→ EXERCISE REQUIREMENTS
What you print must match the data line for line.

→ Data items
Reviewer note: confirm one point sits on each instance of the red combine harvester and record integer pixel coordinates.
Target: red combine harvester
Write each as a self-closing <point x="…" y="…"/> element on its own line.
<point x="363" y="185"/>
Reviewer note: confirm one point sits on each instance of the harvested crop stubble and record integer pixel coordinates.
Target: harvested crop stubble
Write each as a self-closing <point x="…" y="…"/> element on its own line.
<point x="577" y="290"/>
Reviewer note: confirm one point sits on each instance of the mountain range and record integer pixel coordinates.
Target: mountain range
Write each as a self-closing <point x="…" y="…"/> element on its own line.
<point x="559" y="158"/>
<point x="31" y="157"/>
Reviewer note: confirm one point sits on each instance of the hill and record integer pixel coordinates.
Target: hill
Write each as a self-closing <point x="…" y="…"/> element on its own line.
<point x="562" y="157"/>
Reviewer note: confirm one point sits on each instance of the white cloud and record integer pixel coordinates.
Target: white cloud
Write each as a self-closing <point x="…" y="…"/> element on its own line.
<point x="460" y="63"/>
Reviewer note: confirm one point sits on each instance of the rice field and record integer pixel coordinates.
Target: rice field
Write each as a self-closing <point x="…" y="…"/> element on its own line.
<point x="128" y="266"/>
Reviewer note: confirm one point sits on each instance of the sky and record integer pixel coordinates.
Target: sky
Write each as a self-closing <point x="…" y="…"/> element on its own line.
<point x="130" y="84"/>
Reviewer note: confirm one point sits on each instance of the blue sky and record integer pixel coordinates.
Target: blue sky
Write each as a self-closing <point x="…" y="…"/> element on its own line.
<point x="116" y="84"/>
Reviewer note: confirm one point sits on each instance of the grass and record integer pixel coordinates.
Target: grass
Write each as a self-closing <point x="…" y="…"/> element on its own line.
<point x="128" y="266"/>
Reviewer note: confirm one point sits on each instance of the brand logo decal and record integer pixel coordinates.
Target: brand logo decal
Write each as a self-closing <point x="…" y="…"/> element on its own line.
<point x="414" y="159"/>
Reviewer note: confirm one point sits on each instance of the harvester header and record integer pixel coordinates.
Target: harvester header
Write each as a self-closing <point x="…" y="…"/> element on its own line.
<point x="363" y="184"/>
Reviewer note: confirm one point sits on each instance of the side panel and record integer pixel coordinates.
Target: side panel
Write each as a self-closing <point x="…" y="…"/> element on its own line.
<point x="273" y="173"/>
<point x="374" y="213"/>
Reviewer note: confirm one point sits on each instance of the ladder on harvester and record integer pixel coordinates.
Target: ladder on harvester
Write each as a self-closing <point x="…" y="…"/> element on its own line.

→ WRITTEN REPLY
Reviewer note: confirm one point sits on each instance of the red combine harvester and record integer pixel coordinates.
Target: red combine harvester
Write each as a self-closing <point x="…" y="…"/> element on its own line.
<point x="363" y="185"/>
Reviewer note: confirm one point sits on each instance of the harvested crop stubble and record integer pixel coordinates.
Target: harvested crop stubble
Write each as a self-closing <point x="…" y="…"/> element on its own line.
<point x="577" y="290"/>
Reviewer note: confirm one point sits on each instance of the mountain range and record integer pixel coordinates.
Target: mountain range
Write each as a self-closing <point x="…" y="…"/> element on its own line.
<point x="559" y="158"/>
<point x="31" y="157"/>
Reviewer note: confirm one point sits on each instance of the hill and record integer pixel coordinates.
Target: hill
Write each as a self-closing <point x="…" y="…"/> element on its own line.
<point x="562" y="157"/>
Reviewer note: confirm one point sits on each instance of the white cloud and record integer pixel coordinates.
Target: white cloud
Write each as a self-closing <point x="…" y="…"/> element on its own line.
<point x="460" y="63"/>
Reviewer note: confirm one point sits on each instance of the rice field and record integer pixel coordinates.
Target: rice field
Write each as a self-closing <point x="…" y="…"/> element on its own line.
<point x="128" y="266"/>
Reviewer note: confirm one point sits on each instance of the sky and record integer pixel coordinates.
Target: sky
Write each as a self-closing <point x="…" y="…"/> element on its own line.
<point x="130" y="84"/>
Reviewer note: confirm one point sits on each instance of the blue sky and record integer pixel coordinates.
Target: blue sky
Write each as a self-closing <point x="…" y="…"/> element on its own line.
<point x="116" y="84"/>
Reviewer note: confirm one point sits on each instance of the grass and record integer pixel coordinates.
Target: grass
Write each as a self-closing <point x="…" y="…"/> element on its own line.
<point x="128" y="266"/>
Reviewer note: confirm one point sits on each instance of the brand logo decal and record integer pixel coordinates.
Target: brand logo decal
Write each as a self-closing <point x="…" y="…"/> element on its own line.
<point x="414" y="159"/>
Reviewer note: confirm one point sits on each instance of the harvester header and record integer pixel coordinates.
Target: harvester header
Write each as a self-closing <point x="…" y="…"/> element on its own line.
<point x="363" y="184"/>
Reviewer note: confirm one point sits on each instance of the side panel and record integer pixel coordinates.
Target: side panel
Write each as a self-closing <point x="…" y="…"/> element on its own line.
<point x="273" y="173"/>
<point x="374" y="213"/>
Reviewer note: confirm one point sits on each instance of the ladder on harvester and record integer pixel coordinates.
Target: ladder on harvester
Write each as a self-closing <point x="…" y="…"/> element on its own line.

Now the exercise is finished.